REQUIREMENT A:
Copy out the entire thread on building a non-greedy LZW algorithm with no changes.

EXTRACT:
Creating a Non-greedy LZW algorithm

Basically, I'm doing an IB Extended Essay for Computer Science, and was thinking of using a non-greedy implementation of the LZW algorithm. I found the following links:

And have been operating under the assumption that the algorithm described in paper 1 and the LZW-FP in paper 2 are essentially the same. Either way, tracing the pseudocode in paper 1 has been a painful experience that has yielded nothing, and in the words of my teacher "is incredibly difficult to understand." If anyone can figure out how to trace it, or happens to have studied the algorithm before and knows how it works, that'd be a great help.

Solution

Note: I refer to what you call "paper 1" as Horspool 1995 and "paper 2" as Matias et al 1998. I only looked at the LZW algorithm in Horspool 1995, so if you were referring to the LZSS algorithm this won't help you much.

My understanding is that Horspool's algorithm is what the authors of Matias et al 1998 call "LZW-FPA", which is different from what they call "LZW-FP"; the difference has to do with the way the algorithm decides which substrings to add to the dictionary. Since "LZW-FP" adds exactly the same substrings to the dictionary as LZW would add, LZW-FP cannot produce a longer compressed sequence for any string. LZW-FPA (and Horspool's algorithm) add the successor string of the greedy match at each output cycle. That's not the same substring (because the greedy match doesn't start at the same point as it would in LZW) and therefore it is theoretically possible that it will produce a longer compressed sequence than LZW.

Horspool's algorithm is actually quite simple, but it suffers from the fact that there are several silly errors in the provided pseudo-code. Implementing the algorithm is a good way of detecting and fixing these errors; I put an annotated version of the pseudocode below.

REQUIREMENT B:
In the records below, take the lines from the one containing "If you could put a point on the telephone" to the one containing "(1147, 123)", both included, and write them out as a numbered list, skipping any blank lines.

RECORDS FOR THIS EXERCISE:
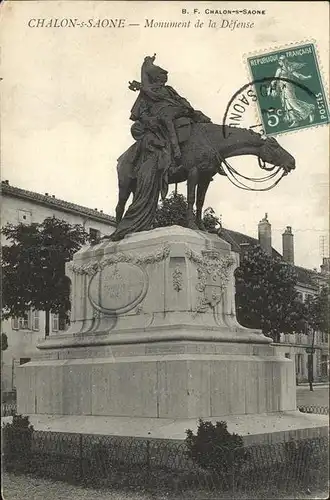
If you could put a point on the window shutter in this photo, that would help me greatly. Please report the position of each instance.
(14, 323)
(35, 320)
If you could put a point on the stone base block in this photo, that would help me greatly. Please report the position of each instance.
(173, 380)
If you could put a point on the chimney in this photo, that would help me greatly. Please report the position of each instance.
(325, 266)
(288, 246)
(265, 235)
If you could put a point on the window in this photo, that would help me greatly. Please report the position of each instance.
(299, 362)
(324, 365)
(23, 323)
(35, 320)
(22, 361)
(55, 322)
(24, 217)
(94, 234)
(14, 323)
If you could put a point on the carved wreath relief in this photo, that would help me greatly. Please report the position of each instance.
(119, 283)
(212, 276)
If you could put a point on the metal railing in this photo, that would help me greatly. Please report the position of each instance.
(8, 409)
(320, 410)
(159, 465)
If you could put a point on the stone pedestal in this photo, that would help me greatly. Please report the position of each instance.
(154, 334)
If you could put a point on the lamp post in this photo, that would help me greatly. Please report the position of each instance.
(310, 351)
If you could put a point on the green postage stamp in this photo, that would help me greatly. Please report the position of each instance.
(289, 89)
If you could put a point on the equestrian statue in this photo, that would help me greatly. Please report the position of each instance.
(176, 143)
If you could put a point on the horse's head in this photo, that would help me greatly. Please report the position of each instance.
(271, 152)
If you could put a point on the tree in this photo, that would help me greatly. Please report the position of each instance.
(4, 342)
(33, 267)
(318, 311)
(266, 297)
(317, 319)
(172, 211)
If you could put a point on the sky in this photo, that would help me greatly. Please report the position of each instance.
(66, 103)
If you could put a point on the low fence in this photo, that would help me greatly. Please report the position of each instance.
(158, 465)
(320, 410)
(8, 409)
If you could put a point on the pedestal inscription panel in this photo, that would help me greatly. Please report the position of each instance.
(118, 288)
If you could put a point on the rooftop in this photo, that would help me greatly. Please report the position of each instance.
(53, 202)
(305, 276)
(235, 238)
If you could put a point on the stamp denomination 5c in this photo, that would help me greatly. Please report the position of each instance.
(289, 89)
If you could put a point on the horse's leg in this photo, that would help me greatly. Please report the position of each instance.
(201, 192)
(125, 189)
(191, 191)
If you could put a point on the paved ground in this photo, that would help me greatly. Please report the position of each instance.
(319, 396)
(19, 487)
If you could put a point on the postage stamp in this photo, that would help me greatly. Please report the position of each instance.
(289, 89)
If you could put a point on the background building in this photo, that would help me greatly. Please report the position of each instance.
(293, 345)
(27, 207)
(19, 205)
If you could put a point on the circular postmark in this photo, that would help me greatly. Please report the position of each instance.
(118, 288)
(270, 106)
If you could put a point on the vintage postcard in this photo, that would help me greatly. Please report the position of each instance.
(165, 244)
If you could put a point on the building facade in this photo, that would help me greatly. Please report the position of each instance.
(297, 345)
(27, 207)
(22, 206)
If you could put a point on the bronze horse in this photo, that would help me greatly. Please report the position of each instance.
(207, 146)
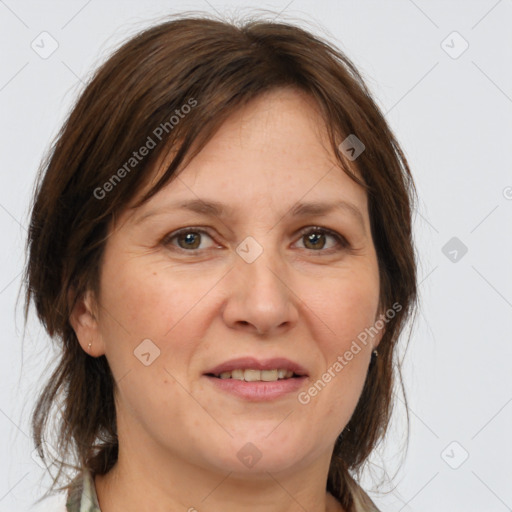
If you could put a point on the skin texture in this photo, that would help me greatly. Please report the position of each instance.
(302, 299)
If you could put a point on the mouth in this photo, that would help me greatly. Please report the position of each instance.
(258, 380)
(252, 375)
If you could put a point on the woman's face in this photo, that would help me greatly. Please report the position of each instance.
(254, 282)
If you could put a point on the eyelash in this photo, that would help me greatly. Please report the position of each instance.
(342, 242)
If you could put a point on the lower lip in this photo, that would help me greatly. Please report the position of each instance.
(258, 391)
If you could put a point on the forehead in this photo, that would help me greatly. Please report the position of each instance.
(273, 150)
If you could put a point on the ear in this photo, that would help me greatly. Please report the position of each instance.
(84, 319)
(380, 324)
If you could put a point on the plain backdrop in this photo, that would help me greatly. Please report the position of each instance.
(441, 71)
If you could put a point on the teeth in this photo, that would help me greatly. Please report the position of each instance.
(257, 375)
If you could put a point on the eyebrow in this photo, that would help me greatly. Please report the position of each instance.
(216, 209)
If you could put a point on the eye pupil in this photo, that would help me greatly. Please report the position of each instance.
(314, 237)
(189, 237)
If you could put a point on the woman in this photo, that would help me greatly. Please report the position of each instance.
(221, 242)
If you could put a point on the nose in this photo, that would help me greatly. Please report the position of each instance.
(260, 297)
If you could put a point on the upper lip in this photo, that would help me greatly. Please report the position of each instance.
(258, 364)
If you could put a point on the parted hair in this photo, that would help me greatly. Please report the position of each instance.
(139, 93)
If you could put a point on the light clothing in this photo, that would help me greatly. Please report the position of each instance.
(83, 498)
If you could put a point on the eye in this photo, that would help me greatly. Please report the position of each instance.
(314, 239)
(188, 239)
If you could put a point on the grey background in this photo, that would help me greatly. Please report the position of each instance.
(452, 115)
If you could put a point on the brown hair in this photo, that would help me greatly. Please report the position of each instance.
(215, 67)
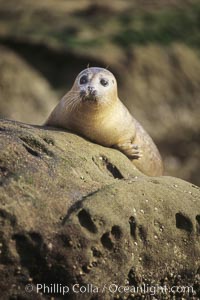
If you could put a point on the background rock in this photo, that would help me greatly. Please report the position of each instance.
(75, 212)
(25, 94)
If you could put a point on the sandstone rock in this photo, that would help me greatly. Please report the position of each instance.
(73, 212)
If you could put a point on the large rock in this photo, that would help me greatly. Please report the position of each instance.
(73, 212)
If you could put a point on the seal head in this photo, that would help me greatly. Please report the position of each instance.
(95, 84)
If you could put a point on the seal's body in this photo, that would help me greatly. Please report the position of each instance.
(92, 109)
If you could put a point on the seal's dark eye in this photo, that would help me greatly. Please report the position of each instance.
(83, 79)
(104, 82)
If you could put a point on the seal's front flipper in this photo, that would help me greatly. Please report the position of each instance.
(131, 150)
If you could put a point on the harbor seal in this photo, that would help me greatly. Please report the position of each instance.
(92, 109)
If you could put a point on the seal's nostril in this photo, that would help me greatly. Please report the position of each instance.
(90, 89)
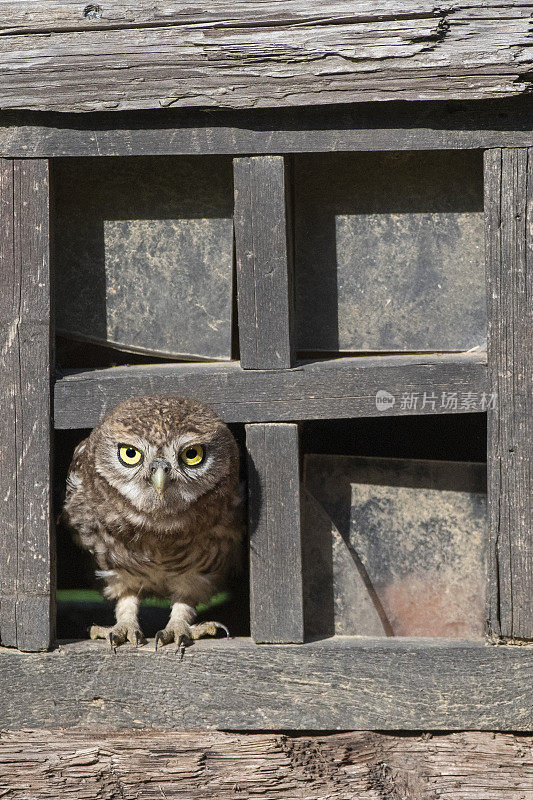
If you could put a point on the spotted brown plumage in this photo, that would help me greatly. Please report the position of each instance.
(153, 494)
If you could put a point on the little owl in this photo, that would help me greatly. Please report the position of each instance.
(153, 494)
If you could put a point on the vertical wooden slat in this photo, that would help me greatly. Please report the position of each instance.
(263, 245)
(276, 596)
(26, 549)
(509, 234)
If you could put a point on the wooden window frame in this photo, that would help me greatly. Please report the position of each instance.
(342, 682)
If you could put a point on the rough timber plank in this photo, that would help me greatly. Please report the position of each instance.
(263, 248)
(26, 546)
(358, 126)
(202, 764)
(342, 683)
(343, 387)
(509, 219)
(257, 54)
(276, 592)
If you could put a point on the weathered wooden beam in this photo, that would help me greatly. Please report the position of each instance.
(26, 539)
(263, 248)
(276, 592)
(329, 389)
(341, 683)
(358, 126)
(199, 764)
(281, 53)
(509, 221)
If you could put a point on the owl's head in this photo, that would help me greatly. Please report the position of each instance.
(164, 453)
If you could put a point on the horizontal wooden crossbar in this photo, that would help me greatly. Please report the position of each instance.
(340, 128)
(339, 683)
(328, 389)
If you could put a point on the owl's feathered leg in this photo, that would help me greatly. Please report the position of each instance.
(127, 627)
(180, 629)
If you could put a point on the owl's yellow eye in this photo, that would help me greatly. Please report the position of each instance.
(193, 455)
(129, 456)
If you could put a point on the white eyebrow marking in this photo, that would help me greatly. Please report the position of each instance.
(74, 480)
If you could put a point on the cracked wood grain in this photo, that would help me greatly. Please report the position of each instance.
(263, 249)
(342, 683)
(137, 765)
(509, 220)
(355, 127)
(260, 54)
(26, 619)
(276, 591)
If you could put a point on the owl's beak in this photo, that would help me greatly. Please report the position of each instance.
(160, 470)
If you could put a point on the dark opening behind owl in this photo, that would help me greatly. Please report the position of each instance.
(153, 494)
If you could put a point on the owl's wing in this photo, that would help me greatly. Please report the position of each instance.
(73, 477)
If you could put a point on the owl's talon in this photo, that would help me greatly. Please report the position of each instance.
(119, 634)
(208, 629)
(181, 647)
(222, 627)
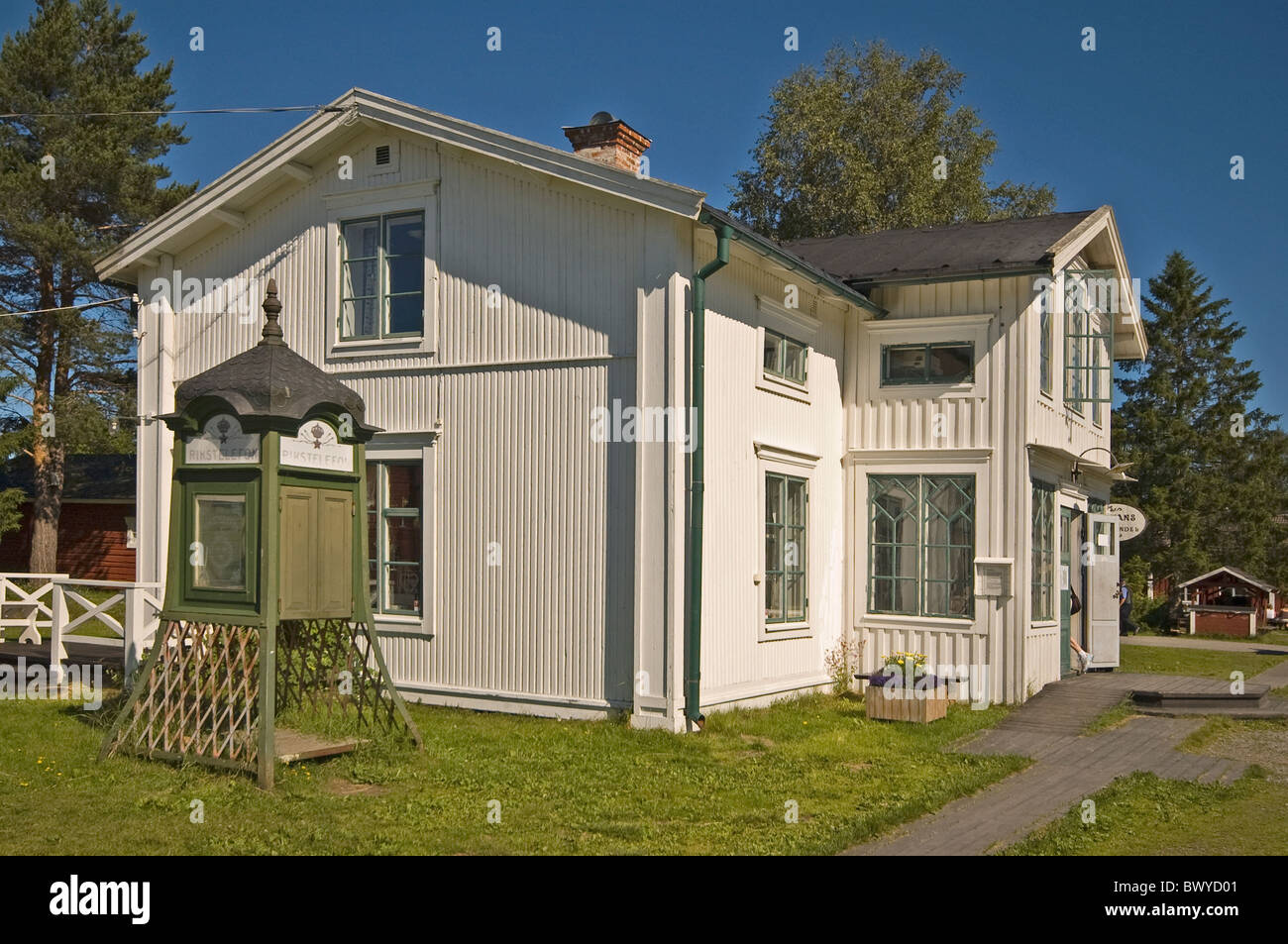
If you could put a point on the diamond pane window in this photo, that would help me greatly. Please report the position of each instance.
(922, 545)
(1090, 303)
(785, 357)
(382, 277)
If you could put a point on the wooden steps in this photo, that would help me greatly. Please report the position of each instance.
(1214, 698)
(292, 746)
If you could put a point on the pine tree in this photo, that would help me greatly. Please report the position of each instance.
(1211, 467)
(69, 187)
(871, 141)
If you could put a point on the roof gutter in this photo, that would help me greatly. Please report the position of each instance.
(697, 371)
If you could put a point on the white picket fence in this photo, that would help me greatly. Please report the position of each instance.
(50, 607)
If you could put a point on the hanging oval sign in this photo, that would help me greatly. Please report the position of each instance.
(222, 442)
(1131, 522)
(316, 446)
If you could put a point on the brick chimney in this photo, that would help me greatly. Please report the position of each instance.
(608, 141)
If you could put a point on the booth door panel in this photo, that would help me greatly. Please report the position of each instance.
(299, 553)
(335, 553)
(1103, 590)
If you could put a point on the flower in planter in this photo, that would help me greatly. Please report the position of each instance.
(907, 665)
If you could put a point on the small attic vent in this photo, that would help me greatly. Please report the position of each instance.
(384, 157)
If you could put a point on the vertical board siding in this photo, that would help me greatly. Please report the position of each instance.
(997, 420)
(734, 659)
(513, 387)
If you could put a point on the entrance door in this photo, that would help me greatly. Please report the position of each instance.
(1102, 594)
(1067, 557)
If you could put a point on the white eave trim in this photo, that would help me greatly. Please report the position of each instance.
(165, 232)
(1073, 243)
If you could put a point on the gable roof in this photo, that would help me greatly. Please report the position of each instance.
(85, 475)
(348, 116)
(1233, 572)
(1037, 245)
(962, 249)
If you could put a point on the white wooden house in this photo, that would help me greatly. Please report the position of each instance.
(518, 321)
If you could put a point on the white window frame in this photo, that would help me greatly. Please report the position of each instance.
(420, 447)
(794, 325)
(964, 329)
(800, 465)
(381, 201)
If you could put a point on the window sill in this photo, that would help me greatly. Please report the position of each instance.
(794, 630)
(928, 622)
(782, 386)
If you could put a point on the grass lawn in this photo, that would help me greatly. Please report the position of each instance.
(1145, 815)
(1269, 638)
(592, 787)
(1211, 664)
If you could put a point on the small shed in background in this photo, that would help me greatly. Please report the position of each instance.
(95, 528)
(1228, 601)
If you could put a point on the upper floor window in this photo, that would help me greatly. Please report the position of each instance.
(948, 362)
(1090, 300)
(382, 277)
(786, 359)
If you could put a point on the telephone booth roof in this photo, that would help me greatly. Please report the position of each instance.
(270, 385)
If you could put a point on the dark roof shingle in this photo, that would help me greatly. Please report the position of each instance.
(938, 252)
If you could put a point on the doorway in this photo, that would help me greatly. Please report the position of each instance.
(1065, 586)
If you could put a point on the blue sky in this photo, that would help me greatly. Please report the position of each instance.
(1147, 123)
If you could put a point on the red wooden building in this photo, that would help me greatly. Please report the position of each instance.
(95, 531)
(1228, 601)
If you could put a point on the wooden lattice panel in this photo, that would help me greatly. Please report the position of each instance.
(200, 698)
(313, 657)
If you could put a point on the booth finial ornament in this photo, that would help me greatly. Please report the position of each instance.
(271, 308)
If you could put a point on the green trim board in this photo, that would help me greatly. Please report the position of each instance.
(786, 548)
(376, 282)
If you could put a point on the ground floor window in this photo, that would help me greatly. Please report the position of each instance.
(394, 536)
(1043, 552)
(922, 545)
(786, 527)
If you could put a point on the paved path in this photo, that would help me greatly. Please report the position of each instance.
(1192, 643)
(1068, 765)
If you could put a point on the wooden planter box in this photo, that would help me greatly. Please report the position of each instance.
(909, 704)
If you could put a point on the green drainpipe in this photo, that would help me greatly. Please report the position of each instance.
(694, 623)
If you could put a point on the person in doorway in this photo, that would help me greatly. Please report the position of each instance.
(1125, 623)
(1081, 655)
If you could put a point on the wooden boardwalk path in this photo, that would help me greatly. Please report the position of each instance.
(1068, 765)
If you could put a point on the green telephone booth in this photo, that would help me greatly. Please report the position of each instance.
(267, 600)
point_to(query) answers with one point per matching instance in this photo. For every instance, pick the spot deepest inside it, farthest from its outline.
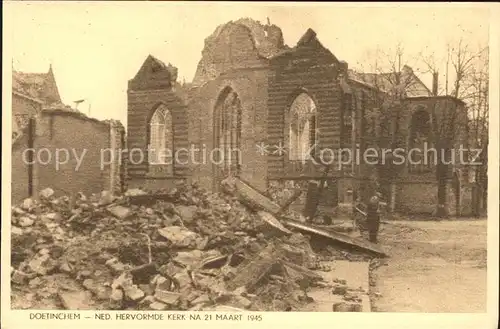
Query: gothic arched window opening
(161, 137)
(228, 113)
(303, 128)
(423, 157)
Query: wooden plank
(251, 274)
(336, 237)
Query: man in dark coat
(373, 217)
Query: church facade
(264, 112)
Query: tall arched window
(302, 130)
(227, 129)
(423, 158)
(161, 137)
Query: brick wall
(20, 176)
(251, 88)
(141, 106)
(60, 130)
(312, 69)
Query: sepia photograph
(243, 157)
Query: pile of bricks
(182, 249)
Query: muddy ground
(434, 267)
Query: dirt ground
(433, 267)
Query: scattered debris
(182, 249)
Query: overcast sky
(95, 48)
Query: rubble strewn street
(181, 249)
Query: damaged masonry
(182, 249)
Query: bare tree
(449, 124)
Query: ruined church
(272, 103)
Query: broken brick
(167, 297)
(158, 306)
(25, 221)
(120, 212)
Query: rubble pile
(182, 249)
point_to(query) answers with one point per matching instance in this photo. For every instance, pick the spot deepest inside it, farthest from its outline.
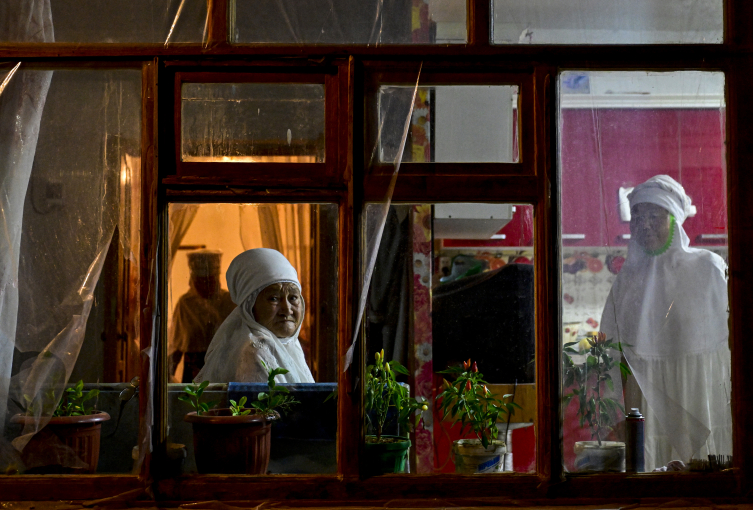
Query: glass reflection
(644, 271)
(252, 336)
(454, 282)
(451, 124)
(348, 22)
(608, 21)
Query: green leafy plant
(468, 401)
(72, 403)
(278, 398)
(589, 381)
(383, 393)
(237, 409)
(193, 394)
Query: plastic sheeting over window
(109, 21)
(644, 246)
(69, 249)
(348, 21)
(608, 21)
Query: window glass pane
(253, 285)
(452, 282)
(103, 21)
(252, 122)
(608, 21)
(348, 22)
(452, 124)
(70, 146)
(644, 244)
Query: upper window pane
(644, 247)
(608, 22)
(451, 123)
(252, 122)
(103, 21)
(348, 21)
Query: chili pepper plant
(590, 380)
(468, 401)
(384, 393)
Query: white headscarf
(669, 311)
(241, 343)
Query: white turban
(241, 343)
(253, 271)
(664, 191)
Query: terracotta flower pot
(229, 444)
(79, 433)
(386, 457)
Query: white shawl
(241, 343)
(670, 313)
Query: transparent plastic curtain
(63, 220)
(22, 98)
(666, 305)
(395, 114)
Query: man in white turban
(265, 325)
(668, 308)
(198, 314)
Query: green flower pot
(386, 457)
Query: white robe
(241, 344)
(670, 313)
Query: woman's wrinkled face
(649, 225)
(279, 308)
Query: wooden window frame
(352, 188)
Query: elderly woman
(265, 325)
(668, 308)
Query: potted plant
(388, 402)
(236, 439)
(74, 422)
(468, 401)
(597, 411)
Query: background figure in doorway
(668, 308)
(198, 314)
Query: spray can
(634, 451)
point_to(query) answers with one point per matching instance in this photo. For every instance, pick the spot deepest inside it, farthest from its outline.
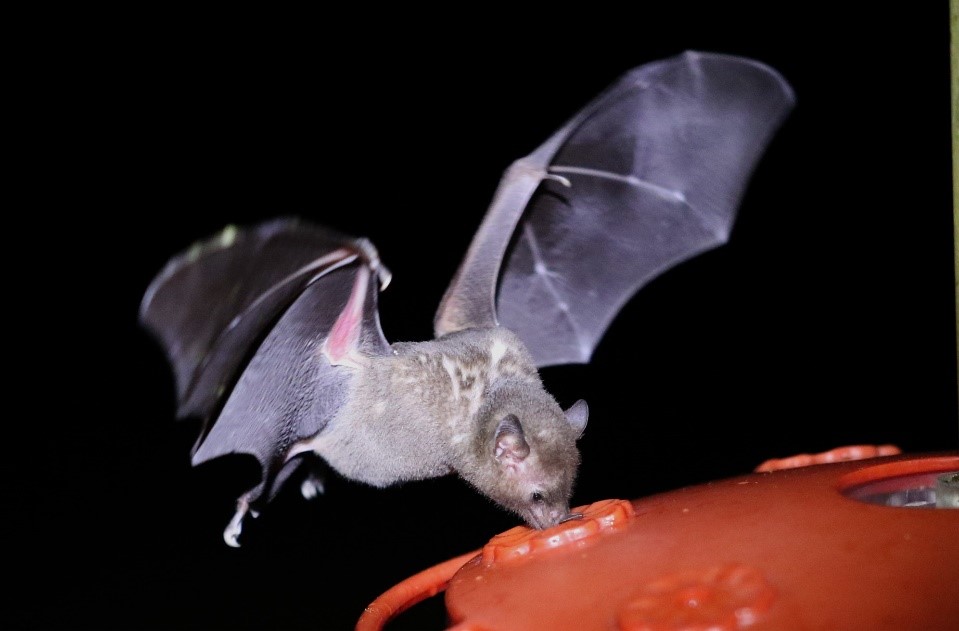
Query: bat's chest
(402, 417)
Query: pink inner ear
(511, 446)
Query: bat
(273, 331)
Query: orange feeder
(852, 544)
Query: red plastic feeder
(856, 544)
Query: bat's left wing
(646, 176)
(285, 313)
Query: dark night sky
(827, 320)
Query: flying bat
(273, 331)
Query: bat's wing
(212, 303)
(646, 176)
(276, 297)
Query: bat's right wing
(646, 176)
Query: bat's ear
(577, 415)
(511, 445)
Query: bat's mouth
(541, 520)
(571, 517)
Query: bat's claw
(312, 486)
(558, 178)
(372, 257)
(231, 534)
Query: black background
(827, 320)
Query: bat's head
(528, 453)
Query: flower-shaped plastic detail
(721, 598)
(522, 542)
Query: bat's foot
(232, 532)
(312, 486)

EXPECTED ANSWER A:
Creating a Non-greedy LZW algorithm

Basically, I'm doing an IB Extended Essay for Computer Science, and was thinking of using a non-greedy implementation of the LZW algorithm. I found the following links:

And have been operating under the assumption that the algorithm described in paper 1 and the LZW-FP in paper 2 are essentially the same. Either way, tracing the pseudocode in paper 1 has been a painful experience that has yielded nothing, and in the words of my teacher "is incredibly difficult to understand." If anyone can figure out how to trace it, or happens to have studied the algorithm before and knows how it works, that'd be a great help.

Solution

Note: I refer to what you call "paper 1" as Horspool 1995 and "paper 2" as Matias et al 1998. I only looked at the LZW algorithm in Horspool 1995, so if you were referring to the LZSS algorithm this won't help you much.

My understanding is that Horspool's algorithm is what the authors of Matias et al 1998 call "LZW-FPA", which is different from what they call "LZW-FP"; the difference has to do with the way the algorithm decides which substrings to add to the dictionary. Since "LZW-FP" adds exactly the same substrings to the dictionary as LZW would add, LZW-FP cannot produce a longer compressed sequence for any string. LZW-FPA (and Horspool's algorithm) add the successor string of the greedy match at each output cycle. That's not the same substring (because the greedy match doesn't start at the same point as it would in LZW) and therefore it is theoretically possible that it will produce a longer compressed sequence than LZW.

Horspool's algorithm is actually quite simple, but it suffers from the fact that there are several silly errors in the provided pseudo-code. Implementing the algorithm is a good way of detecting and fixing these errors; I put an annotated version of the pseudocode below.

EXPECTED ANSWER B:
1. If you could put a point on the telephone booth roof in this photo, that would help me greatly. Please report the position of each instance.
2. (270, 385)
3. If you could put a point on the dark roof shingle in this photo, that would help me greatly. Please report the position of each instance.
4. (938, 252)
5. If you could put a point on the doorway in this photo, that would help me greatly. Please report the position of each instance.
6. (1065, 586)
7. If you could put a point on the blue sky in this photo, that would help me greatly. Please report the position of each instance.
8. (1147, 123)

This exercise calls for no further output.